TAREFA: Reproduza, sem nenhuma alteração, a parte do texto sobre o restaurante em Vale Vêneto que começa com "Toda vez que" e termina com "da minha avó.".

Toda vez que abre a porta do Arrivo78, restaurante que completa um ano em Vale Vêneto no dia 15 de outubro, Carina Stefanello, 39 anos, não aproveita apenas para respirar fundo o ar puro do local ou para apreciar a linda paisagem do vilarejo de São João do Polêsine – um dos principais cartões postais da região. Ao olhar ao redor, ela sente uma das melhores sensações as quaisuma empreendedora pode ter: a de estar plenamente realizada com a história que está construindo.
– Estar em Vale Vêneto, de alguma forma, mexe comigo. Talvez
seja pela nossa raiz, que também é italiana. Então, é como se, ao
chegar em alguns lugares, eu estivesse na casa da minha avó.
Quem chega aqui é abraçado por uma lembrança do passado.
Existe toda uma questão de arquitetura, de religiosidade, do fato
de a gente estar entre as montanhas, do sino ainda bater ao
meio-dia, e isso orientar as atividades da comunidade. Eu me
sinto em casa aqui. Ainda não moro em Vale Vêneto, mas acho
que não vai demorar para que isso aconteça – diz.

INFORMAÇÕES FORNECIDAS:
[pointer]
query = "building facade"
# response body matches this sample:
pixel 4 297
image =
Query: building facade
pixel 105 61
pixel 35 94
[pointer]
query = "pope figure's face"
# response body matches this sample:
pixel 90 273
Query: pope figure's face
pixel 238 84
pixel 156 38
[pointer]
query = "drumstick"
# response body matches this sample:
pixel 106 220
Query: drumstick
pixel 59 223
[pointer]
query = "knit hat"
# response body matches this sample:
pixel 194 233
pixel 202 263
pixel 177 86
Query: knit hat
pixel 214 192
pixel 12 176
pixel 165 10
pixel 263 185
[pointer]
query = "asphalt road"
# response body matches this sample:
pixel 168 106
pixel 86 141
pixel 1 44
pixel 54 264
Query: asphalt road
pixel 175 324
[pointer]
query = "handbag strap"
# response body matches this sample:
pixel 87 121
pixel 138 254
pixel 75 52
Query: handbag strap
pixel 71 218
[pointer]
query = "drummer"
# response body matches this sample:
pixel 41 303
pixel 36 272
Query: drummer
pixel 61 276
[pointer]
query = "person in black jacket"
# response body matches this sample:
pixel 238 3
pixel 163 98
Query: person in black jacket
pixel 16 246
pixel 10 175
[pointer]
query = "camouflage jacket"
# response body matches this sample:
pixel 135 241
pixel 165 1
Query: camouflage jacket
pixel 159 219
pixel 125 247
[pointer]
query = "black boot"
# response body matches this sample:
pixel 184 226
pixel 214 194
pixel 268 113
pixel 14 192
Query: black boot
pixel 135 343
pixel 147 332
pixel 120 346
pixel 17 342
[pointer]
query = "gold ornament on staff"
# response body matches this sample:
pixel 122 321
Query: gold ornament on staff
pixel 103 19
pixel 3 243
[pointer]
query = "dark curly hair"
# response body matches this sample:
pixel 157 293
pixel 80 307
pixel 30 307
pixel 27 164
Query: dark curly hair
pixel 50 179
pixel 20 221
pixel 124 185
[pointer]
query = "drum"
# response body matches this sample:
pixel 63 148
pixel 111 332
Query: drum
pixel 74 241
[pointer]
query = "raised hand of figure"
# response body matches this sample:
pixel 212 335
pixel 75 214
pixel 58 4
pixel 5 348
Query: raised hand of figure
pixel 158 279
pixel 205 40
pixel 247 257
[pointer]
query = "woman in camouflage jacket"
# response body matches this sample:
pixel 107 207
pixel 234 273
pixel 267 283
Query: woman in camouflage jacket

SOLUÇÃO:
Toda vez que abre a porta do Arrivo78, restaurante que completa um ano em Vale Vêneto no dia 15 de outubro, Carina Stefanello, 39 anos, não aproveita apenas para respirar fundo o ar puro do local ou para apreciar a linda paisagem do vilarejo de São João do Polêsine – um dos principais cartões postais da região. Ao olhar ao redor, ela sente uma das melhores sensações as quaisuma empreendedora pode ter: a de estar plenamente realizada com a história que está construindo.
– Estar em Vale Vêneto, de alguma forma, mexe comigo. Talvez
seja pela nossa raiz, que também é italiana. Então, é como se, ao
chegar em alguns lugares, eu estivesse na casa da minha avó.